* TEXTO EM ESTUDO *
------------------------
Convenientemente ou não, a melhor forma de acertar as contas com o passado é reunindo a família para ajudá-la. A primeira a embarcar é na verdade quem realizou o chamado para a missão, injetando um ânimo em Natasha e afastando aquele sentimento pesaroso mostrado anteriormente e que certamente ficou ainda mais forte nos acontecimentos finais da personagem em “Vingadores: Ultimato”. Esperava-se muito da participação de Yelena, afinal, ela possivelmente herdaria o manto da Viúva Negra no MCU. Mas Florence Pugh agarra a oportunidade com força e constrói uma personalidade forte, conspícua, geniosa e irônica, deixando claro que não se trata de uma cópia de Natasha, mas sim de sua irmã mais nova que sofreu talvez ainda mais, tanto na Sala Vermelha quanto pela ausência familiar. Se a expectativa de ver a nova personagem no futuro da Marvel é promissora, tão grande quanto é a frustração de (provavelmente) não poder mais ver as duas contracenando novamente.

Após aceitar a missão, elas partem para encontrar alguém que possa ajudar a encontrar a Sala Vermelha e, consequentemente, o grande vilão General Dreykov, interpretado por um Ray Winstone não muito inspirado. Essa é a desculpa para a adição de Alexei, ou o Guardião Vermelho, equivalente soviético do Capitão América (como símbolo e como super soldado) e figura paterna das meninas; e Melina, Viúva da mais alta hierarquia e figura materna das irmãs. Apesar de ajudarem a construir uma bela sequência, em que o ápice do clima intimista dado por Shortland é atingido em uma simples reunião na mesa de jantar, não muito mais pode ser dito de ambos. Apesar da qualidade e talento reconhecíveis, David Harbour acaba assumindo o papel de alívio cômico mais previsível do que necessariamente funcional, enquanto a oscarizada Rachel Weisz sequer encontra espaço em tela para desenvolver melhor sua personagem.
------------------------
* DADOS FORNECIDOS *

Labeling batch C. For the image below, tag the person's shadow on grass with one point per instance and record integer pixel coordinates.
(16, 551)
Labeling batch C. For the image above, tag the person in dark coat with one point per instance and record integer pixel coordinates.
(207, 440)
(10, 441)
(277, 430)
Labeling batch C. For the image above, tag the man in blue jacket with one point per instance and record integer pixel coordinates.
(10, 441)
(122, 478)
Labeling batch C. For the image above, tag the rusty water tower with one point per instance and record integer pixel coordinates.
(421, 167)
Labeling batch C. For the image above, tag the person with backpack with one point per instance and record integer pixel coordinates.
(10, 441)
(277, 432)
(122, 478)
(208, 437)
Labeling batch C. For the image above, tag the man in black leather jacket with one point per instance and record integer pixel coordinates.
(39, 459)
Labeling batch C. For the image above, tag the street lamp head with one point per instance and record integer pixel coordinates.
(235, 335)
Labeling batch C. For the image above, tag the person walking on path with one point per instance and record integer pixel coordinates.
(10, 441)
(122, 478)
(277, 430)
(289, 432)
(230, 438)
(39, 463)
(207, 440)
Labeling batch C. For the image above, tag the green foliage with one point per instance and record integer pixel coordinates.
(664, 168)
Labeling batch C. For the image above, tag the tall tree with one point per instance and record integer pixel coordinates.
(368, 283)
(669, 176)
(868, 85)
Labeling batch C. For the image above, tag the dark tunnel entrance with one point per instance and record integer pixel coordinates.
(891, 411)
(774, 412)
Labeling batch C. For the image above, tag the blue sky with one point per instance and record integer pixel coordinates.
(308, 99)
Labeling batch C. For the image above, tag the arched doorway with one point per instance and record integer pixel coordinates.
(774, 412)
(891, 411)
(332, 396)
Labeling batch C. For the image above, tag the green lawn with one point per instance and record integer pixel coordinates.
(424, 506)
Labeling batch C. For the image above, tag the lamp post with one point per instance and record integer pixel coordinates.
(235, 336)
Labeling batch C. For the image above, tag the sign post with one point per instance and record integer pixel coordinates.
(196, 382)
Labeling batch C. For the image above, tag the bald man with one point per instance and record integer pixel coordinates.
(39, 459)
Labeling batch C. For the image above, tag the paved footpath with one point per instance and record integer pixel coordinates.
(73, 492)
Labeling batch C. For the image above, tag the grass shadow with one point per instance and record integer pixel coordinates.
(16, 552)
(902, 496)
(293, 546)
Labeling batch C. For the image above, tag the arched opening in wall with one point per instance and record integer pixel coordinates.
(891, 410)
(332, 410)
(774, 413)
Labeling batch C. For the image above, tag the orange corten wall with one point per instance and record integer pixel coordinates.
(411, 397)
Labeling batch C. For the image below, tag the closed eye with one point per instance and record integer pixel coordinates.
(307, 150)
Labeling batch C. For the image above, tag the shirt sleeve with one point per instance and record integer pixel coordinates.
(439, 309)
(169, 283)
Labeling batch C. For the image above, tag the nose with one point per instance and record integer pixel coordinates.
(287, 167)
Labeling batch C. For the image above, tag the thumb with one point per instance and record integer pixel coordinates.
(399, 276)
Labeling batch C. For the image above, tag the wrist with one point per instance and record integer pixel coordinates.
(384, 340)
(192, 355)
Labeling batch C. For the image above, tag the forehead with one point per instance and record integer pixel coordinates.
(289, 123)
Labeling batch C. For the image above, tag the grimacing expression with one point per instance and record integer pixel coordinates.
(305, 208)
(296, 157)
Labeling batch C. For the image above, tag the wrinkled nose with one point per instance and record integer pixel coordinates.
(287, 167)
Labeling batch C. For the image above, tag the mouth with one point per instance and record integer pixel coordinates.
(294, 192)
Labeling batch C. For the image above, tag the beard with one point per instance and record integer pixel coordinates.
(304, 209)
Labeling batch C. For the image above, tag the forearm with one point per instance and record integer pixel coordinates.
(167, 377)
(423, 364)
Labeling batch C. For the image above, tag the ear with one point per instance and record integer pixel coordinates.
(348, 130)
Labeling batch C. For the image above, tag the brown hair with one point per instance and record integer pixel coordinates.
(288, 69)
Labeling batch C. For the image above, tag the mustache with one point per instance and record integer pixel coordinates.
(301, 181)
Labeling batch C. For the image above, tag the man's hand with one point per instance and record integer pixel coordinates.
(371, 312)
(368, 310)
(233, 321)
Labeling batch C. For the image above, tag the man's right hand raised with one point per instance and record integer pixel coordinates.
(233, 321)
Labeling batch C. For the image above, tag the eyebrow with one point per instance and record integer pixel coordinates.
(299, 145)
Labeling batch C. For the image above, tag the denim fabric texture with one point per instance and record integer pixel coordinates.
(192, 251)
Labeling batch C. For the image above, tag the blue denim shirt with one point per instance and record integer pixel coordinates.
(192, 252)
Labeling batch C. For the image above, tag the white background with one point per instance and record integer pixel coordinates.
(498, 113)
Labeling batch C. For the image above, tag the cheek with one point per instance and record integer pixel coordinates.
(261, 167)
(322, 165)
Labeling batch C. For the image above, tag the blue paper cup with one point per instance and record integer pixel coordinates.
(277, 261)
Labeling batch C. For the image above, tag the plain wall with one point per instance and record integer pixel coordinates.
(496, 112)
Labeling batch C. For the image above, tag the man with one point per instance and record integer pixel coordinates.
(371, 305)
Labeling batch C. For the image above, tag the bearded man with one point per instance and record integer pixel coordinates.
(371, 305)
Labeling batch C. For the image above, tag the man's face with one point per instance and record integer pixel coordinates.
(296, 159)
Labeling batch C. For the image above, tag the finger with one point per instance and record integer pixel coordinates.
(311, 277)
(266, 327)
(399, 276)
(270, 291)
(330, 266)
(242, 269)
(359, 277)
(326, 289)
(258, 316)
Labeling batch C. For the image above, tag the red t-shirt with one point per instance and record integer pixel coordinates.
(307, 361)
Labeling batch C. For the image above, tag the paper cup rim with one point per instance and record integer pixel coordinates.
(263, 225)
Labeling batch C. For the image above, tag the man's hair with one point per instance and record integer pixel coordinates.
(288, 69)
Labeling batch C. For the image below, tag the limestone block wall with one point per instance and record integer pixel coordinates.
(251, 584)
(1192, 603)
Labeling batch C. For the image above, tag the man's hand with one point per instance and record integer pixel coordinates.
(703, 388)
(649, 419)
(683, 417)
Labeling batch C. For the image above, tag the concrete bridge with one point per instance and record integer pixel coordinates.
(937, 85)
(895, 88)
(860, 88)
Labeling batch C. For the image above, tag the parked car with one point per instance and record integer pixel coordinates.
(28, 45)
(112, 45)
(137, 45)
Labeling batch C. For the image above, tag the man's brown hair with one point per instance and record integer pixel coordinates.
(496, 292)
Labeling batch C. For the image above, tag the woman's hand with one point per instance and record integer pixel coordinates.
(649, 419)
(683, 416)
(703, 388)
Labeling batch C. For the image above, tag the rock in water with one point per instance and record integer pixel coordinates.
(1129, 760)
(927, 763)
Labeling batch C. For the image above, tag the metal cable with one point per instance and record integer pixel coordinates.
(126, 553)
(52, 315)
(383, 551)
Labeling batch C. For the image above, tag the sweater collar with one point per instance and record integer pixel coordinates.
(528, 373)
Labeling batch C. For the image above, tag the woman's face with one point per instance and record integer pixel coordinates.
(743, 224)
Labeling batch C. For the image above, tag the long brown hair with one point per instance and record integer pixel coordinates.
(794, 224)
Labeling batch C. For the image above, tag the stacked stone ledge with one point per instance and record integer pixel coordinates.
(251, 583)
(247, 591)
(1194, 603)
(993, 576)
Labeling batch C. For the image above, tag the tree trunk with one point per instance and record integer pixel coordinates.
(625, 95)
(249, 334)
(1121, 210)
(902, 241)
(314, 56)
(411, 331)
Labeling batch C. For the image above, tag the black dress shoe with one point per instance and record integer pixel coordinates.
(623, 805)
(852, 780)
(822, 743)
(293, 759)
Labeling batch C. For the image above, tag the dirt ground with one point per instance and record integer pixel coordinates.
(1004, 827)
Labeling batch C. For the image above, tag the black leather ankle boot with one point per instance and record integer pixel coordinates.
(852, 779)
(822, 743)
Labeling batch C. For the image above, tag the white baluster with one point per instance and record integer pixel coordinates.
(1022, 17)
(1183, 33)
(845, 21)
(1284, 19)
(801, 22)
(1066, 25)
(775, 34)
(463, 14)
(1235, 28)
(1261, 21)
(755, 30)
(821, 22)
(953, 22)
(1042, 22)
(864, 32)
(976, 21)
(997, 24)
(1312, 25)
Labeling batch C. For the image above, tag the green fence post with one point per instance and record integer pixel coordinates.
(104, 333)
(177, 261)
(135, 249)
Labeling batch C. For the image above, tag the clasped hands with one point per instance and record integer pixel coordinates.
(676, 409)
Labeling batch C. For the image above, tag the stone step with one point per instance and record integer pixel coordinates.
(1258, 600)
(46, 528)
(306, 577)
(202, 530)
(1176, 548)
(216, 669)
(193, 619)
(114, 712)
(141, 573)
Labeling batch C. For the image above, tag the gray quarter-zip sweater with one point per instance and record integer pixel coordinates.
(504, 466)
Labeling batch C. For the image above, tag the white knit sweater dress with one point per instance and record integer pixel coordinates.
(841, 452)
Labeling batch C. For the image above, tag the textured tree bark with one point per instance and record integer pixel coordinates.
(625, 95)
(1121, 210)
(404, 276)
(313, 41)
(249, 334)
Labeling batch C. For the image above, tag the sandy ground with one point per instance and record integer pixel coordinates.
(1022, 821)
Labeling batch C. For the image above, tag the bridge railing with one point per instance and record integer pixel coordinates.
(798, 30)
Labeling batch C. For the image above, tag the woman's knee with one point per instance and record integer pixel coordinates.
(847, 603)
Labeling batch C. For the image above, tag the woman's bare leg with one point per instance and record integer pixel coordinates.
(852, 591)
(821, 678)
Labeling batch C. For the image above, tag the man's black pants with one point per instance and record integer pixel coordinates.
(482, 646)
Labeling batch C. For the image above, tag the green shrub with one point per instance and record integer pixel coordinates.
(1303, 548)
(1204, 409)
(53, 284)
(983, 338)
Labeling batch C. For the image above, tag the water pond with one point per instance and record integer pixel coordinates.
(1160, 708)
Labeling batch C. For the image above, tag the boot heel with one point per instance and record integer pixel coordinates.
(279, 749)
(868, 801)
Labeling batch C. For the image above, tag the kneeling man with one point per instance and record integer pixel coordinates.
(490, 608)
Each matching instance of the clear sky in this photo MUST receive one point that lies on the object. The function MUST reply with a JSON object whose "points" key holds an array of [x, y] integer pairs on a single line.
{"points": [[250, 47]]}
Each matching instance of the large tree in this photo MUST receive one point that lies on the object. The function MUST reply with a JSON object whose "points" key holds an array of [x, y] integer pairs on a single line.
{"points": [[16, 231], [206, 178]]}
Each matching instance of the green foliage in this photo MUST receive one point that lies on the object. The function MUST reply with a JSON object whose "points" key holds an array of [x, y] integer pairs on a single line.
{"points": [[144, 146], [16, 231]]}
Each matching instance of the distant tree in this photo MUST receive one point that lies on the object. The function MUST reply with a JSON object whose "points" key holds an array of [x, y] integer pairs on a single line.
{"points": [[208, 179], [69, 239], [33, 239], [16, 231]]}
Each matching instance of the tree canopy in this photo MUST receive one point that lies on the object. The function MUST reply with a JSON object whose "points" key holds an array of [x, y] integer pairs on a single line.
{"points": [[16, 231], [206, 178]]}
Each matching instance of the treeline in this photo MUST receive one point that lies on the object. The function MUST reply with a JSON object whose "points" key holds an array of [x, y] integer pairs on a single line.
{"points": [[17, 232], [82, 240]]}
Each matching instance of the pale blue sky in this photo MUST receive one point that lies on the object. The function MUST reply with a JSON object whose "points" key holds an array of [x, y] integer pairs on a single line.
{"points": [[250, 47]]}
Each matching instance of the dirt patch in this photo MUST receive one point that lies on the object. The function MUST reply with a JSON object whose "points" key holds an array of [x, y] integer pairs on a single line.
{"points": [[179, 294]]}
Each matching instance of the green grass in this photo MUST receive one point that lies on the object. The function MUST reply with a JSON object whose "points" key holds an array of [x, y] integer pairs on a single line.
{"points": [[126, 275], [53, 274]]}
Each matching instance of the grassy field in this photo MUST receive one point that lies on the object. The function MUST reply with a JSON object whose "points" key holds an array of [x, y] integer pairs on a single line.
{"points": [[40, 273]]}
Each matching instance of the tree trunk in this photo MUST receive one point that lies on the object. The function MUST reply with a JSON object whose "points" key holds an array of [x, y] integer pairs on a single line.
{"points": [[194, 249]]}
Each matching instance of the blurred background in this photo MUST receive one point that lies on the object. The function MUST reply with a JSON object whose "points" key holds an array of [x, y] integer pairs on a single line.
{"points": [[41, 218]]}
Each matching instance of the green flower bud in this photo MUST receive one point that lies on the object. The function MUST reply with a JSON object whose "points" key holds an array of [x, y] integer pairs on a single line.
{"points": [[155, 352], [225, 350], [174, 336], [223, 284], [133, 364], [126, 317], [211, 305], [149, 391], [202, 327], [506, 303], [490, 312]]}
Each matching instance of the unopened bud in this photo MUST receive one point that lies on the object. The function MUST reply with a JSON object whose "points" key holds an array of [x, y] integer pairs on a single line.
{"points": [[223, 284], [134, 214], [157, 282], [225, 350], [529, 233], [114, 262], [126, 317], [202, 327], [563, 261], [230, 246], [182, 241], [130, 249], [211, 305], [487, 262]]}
------------------------
* LISTA DE ATIVIDADES *
[1] Resuma em duas frases o texto sobre Natasha e sua família.
[2] Retome o texto sobre Natasha e sua família e escreva o parágrafo seguinte ao último.
As entradas não têm nenhum papel nesta parte.

* RESPOSTAS *
[1] Yelena chama Natasha para a missão, e Florence Pugh lhe dá uma personalidade forte e irônica, que a mostra como irmã mais nova e não como cópia de Natasha. Alexei e Melina, figuras paterna e materna das irmãs, ajudam a construir uma bela sequência na mesa de jantar, mas David Harbour fica num alívio cômico previsível e Rachel Weisz mal tem espaço em tela.

[2]
À medida que caminha para o ato final, os tradicionais problemas da “fórmula Marvel” acabam se incorporando ao plot. Apesar de adversidades e soluções igualmente superficiais e resolvidas com as famosas conveniências de roteiro, é nas explosões e efeitos especiais desmedidos que “Viúva Negra” acaba se perdendo. Se por um lado a trama rocambolesca com direito a feromônios controladores traz ao filme uma aura de longas de espionagem dos anos 1970 e 80, ao menos temos o prazer de ver a protagonista tomando as rédeas da situação e expiando parte da culpa que carregava até então.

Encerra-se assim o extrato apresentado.